* [What needs to be done]: Note how many lines in the material have "face", and give only that figure.
** Opening Data to use block **
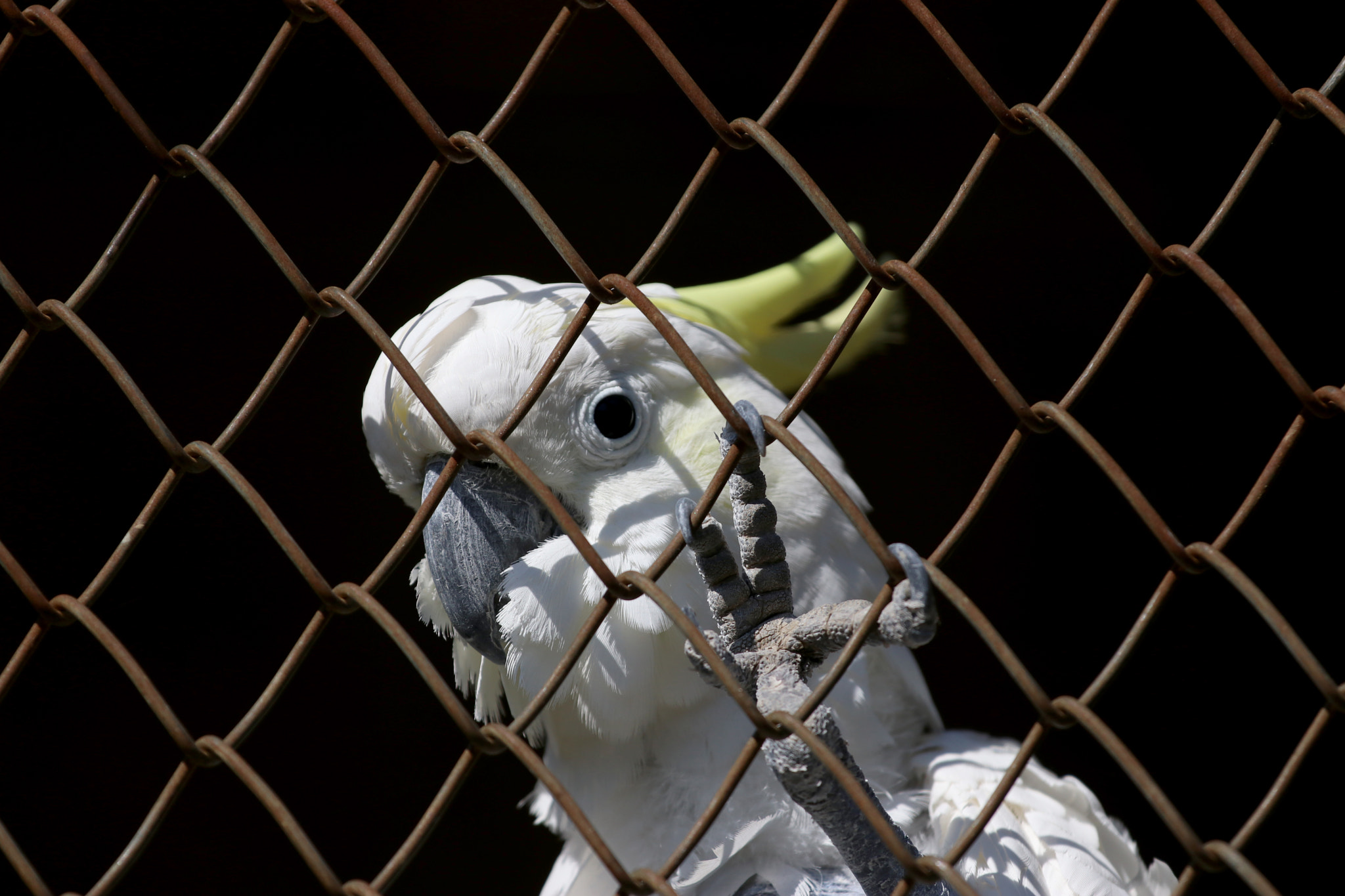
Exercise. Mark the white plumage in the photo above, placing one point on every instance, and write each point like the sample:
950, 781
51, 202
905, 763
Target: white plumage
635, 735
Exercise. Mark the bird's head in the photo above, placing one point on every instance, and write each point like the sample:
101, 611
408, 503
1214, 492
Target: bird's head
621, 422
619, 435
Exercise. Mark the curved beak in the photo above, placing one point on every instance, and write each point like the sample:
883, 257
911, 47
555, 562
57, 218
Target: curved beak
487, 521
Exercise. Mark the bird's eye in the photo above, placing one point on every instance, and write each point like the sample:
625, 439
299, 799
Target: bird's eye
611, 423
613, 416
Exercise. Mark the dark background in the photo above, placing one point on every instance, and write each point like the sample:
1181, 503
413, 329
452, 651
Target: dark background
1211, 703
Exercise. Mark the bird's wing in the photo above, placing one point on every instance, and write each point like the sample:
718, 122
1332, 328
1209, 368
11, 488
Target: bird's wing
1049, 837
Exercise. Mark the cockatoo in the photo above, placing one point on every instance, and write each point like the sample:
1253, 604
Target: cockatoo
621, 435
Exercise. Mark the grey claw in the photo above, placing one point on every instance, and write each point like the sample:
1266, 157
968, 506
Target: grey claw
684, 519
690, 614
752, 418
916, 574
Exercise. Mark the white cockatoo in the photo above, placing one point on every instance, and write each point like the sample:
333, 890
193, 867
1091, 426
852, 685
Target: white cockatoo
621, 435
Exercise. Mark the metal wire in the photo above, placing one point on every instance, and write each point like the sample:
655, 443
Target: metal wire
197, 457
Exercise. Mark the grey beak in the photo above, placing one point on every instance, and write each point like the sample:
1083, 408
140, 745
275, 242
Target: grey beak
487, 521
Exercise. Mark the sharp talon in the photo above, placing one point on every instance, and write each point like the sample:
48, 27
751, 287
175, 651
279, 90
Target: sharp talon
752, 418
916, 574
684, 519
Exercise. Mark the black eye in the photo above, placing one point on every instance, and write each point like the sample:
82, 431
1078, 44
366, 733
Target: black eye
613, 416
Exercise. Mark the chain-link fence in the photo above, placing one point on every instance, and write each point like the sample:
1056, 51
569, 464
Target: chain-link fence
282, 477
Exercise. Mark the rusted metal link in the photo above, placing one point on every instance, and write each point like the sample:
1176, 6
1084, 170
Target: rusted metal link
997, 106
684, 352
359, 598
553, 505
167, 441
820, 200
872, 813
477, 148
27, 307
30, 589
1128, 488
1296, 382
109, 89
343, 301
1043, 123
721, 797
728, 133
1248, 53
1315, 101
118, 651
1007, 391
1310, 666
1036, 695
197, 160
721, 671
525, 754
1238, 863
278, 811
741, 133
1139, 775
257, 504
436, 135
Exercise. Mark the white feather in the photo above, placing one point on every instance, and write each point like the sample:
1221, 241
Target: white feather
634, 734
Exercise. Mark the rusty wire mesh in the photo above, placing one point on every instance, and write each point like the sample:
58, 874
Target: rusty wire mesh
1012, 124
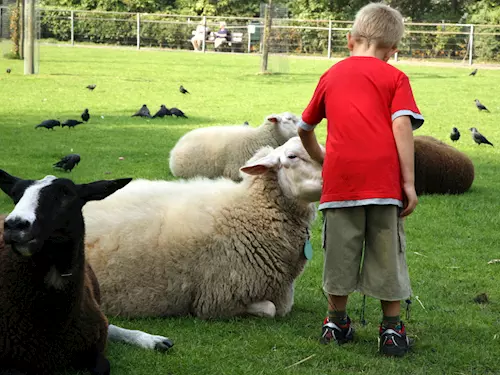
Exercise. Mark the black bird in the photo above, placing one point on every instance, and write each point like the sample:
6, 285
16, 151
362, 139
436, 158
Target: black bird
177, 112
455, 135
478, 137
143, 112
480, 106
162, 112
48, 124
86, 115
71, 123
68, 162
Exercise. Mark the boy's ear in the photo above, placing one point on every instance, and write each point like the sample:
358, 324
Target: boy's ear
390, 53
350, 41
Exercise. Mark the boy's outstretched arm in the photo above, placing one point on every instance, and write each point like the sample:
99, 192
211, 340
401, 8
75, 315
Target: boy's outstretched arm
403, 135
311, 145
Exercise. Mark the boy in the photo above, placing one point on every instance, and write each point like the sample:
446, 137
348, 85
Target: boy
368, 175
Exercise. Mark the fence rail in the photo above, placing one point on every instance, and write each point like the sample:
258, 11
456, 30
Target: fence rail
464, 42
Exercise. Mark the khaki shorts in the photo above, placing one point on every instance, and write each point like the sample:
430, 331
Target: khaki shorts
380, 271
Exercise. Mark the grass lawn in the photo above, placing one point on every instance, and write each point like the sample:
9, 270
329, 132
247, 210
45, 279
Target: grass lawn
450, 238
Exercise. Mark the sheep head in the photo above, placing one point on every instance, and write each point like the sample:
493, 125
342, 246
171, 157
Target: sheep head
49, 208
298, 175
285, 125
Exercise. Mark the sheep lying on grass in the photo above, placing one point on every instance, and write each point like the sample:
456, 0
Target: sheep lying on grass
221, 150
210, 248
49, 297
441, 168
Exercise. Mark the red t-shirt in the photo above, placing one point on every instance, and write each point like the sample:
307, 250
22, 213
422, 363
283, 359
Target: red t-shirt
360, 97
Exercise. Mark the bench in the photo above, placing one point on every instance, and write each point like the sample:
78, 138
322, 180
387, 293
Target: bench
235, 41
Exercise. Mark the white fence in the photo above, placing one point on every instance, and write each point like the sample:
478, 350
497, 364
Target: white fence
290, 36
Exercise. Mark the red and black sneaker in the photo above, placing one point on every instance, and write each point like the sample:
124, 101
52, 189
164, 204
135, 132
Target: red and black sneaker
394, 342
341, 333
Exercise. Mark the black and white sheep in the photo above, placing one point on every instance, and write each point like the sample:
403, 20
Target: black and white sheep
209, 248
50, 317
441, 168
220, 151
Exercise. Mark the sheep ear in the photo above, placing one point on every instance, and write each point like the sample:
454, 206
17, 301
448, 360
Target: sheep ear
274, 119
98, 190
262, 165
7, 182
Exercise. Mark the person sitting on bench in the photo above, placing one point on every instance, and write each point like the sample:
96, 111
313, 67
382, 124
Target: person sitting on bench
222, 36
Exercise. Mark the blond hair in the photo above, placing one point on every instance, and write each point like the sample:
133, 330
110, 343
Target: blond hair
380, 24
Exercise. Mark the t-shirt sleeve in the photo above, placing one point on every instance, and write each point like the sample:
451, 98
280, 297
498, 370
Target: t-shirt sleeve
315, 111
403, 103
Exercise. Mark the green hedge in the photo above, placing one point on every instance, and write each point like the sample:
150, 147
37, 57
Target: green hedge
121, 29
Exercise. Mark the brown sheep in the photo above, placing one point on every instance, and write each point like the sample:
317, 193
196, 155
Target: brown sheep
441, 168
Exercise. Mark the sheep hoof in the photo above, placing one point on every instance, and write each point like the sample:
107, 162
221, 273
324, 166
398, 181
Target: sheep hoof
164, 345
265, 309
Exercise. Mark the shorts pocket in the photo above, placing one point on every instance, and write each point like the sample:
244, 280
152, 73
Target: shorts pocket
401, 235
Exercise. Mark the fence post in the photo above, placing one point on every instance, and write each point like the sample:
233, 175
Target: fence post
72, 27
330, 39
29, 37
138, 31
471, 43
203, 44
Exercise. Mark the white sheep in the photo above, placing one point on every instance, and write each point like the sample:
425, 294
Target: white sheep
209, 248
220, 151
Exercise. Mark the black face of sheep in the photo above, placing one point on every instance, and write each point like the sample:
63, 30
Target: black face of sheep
** Closing Data to use block **
* [Problem solution]: 2